■ AIM OF THE EXERCISE
The result should be an exact copy of the entries below, free of pictures.

* * *

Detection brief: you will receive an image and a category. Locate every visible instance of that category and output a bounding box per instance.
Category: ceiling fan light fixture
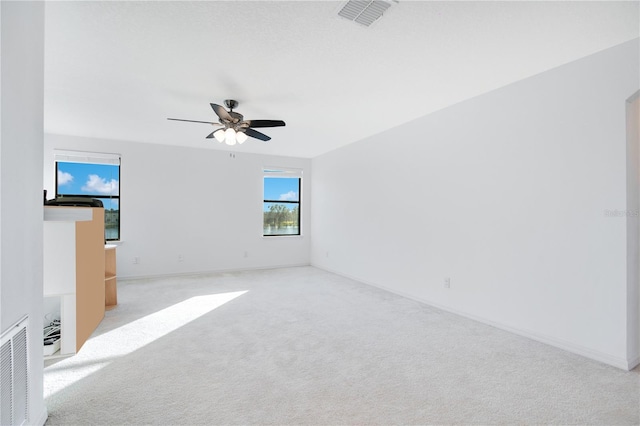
[236,131,248,144]
[225,128,237,145]
[213,128,226,143]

* * *

■ REPLY
Detection brief: you will receive an image and a category. Locate every visible instance of that category and output a bounding box per instance.
Category: ceiling fan light fixture
[236,131,248,144]
[225,128,237,145]
[213,128,226,143]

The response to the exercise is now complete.